[Stored data entries]
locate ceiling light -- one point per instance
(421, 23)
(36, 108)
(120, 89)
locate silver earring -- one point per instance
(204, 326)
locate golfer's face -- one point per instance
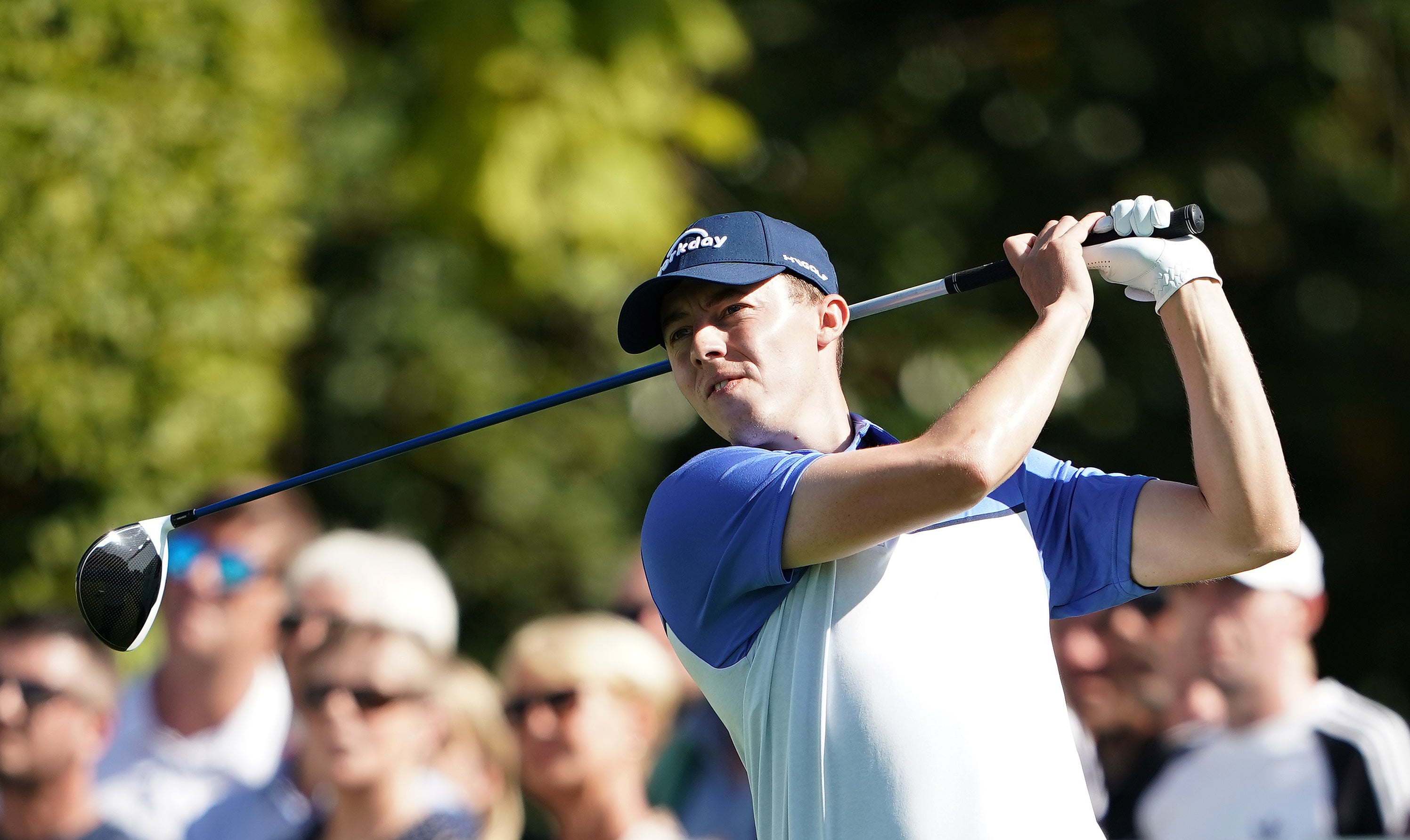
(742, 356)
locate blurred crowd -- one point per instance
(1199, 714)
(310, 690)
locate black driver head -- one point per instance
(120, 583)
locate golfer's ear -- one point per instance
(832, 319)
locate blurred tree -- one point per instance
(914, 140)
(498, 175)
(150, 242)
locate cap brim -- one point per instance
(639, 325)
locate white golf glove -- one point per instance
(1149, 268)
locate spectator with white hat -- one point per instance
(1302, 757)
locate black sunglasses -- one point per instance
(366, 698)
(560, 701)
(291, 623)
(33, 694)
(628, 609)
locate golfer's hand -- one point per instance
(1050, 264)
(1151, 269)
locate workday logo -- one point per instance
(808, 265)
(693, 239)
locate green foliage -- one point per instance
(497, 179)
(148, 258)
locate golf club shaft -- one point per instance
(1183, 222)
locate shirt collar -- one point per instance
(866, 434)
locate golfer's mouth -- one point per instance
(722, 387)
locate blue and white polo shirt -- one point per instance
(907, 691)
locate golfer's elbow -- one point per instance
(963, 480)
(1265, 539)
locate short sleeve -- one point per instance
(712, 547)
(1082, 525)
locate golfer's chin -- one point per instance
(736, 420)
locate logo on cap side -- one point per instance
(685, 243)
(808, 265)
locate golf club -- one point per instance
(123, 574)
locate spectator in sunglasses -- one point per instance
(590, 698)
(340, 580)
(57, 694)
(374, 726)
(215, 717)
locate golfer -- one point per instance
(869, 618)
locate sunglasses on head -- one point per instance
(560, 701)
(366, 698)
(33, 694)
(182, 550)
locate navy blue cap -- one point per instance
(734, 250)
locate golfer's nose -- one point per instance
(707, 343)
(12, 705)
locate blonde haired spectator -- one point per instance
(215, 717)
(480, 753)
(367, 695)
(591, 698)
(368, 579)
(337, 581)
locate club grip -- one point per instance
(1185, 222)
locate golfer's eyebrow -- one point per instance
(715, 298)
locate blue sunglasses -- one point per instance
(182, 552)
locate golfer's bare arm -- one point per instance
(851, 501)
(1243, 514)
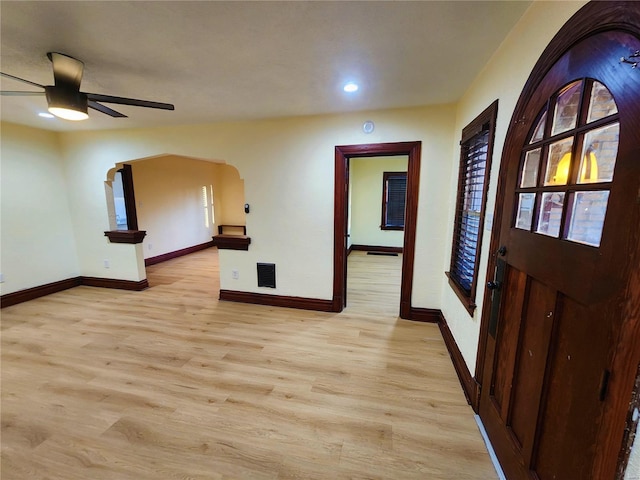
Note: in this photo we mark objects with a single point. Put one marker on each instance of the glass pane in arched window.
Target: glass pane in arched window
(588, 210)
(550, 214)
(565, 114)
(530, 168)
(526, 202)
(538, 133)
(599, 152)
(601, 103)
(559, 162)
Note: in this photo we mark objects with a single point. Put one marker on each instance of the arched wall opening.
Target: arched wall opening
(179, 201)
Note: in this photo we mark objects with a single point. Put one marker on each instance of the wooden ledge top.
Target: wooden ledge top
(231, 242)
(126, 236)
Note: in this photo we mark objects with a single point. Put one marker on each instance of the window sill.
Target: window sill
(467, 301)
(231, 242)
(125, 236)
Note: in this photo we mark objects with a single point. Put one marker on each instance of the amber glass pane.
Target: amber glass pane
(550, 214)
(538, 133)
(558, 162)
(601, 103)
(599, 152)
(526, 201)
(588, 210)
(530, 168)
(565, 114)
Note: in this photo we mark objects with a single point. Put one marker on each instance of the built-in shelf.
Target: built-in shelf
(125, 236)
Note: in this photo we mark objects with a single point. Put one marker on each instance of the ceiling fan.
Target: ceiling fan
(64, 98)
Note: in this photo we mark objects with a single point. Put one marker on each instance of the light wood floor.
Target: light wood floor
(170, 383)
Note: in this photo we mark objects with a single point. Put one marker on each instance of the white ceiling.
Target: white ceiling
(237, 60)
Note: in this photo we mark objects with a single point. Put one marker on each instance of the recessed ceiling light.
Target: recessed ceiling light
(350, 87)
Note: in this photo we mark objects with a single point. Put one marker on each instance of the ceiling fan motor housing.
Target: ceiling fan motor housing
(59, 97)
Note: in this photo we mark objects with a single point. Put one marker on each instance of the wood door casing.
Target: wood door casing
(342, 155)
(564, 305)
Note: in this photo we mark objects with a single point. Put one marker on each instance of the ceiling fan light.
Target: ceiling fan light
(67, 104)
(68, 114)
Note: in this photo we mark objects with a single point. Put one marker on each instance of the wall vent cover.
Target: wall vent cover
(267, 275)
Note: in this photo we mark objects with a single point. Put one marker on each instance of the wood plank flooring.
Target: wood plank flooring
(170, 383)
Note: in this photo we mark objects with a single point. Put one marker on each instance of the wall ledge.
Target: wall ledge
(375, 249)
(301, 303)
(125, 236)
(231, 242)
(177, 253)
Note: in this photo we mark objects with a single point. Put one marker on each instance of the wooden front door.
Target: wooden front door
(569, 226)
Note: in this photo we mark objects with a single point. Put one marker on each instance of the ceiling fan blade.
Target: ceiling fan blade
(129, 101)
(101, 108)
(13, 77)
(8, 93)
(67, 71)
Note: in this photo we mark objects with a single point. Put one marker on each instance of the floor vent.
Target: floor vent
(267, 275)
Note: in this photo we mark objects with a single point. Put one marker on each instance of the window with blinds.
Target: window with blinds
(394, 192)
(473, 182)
* * *
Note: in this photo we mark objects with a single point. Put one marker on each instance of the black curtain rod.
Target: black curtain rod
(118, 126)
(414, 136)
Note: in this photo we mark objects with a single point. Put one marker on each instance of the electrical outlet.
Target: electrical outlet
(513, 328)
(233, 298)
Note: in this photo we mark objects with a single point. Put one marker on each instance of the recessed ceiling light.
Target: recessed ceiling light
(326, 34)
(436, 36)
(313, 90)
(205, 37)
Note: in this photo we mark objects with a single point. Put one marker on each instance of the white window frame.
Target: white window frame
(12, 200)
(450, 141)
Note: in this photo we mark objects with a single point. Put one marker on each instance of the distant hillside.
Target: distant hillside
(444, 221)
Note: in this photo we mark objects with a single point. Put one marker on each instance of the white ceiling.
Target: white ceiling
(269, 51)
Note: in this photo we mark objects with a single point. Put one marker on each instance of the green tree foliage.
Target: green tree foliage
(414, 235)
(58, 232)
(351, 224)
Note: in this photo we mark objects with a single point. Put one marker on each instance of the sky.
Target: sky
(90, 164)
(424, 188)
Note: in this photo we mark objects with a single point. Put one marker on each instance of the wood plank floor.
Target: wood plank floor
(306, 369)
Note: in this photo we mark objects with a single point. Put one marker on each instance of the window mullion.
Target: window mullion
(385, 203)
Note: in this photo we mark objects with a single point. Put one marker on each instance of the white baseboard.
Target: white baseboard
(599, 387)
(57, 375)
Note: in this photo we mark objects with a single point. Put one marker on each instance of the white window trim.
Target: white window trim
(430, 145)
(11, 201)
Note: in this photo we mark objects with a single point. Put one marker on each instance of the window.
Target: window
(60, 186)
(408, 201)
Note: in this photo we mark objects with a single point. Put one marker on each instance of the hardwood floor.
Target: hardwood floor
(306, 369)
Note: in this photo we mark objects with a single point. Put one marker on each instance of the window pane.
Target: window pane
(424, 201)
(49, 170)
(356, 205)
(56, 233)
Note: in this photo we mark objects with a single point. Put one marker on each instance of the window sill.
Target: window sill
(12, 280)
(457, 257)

Exercise objective
Exact copy, no pictures. Write out the lines in the entries above, starting with the line with "locate golfer's bare" and going on through the line with "amber glass pane.", keeping both.

Reply
locate golfer's bare arm -- one point per instance
(851, 501)
(1243, 514)
Note: in this photo we mark objects with a single point. Put one marker on each instance of the glass pane in arched window.
Target: glass pane in arched window
(588, 210)
(550, 214)
(565, 114)
(530, 168)
(526, 202)
(538, 133)
(599, 152)
(601, 103)
(559, 162)
Note: in this photo we mark objects with a single point. Put one marker on each instance of the arched wall opening.
Target: arched wall opening
(179, 201)
Note: in this photo we mark objects with a single point. Put one marker on each instance of the wooden ledge top.
Target: wooden ledge top
(231, 242)
(126, 236)
Note: in this photo we mark objects with a single point. Put one marker on each instance of the window sill.
Target: window sill
(467, 301)
(231, 242)
(125, 236)
Note: in this photo we mark objects with a single point. Put one marker on each instance of the amber glass pane.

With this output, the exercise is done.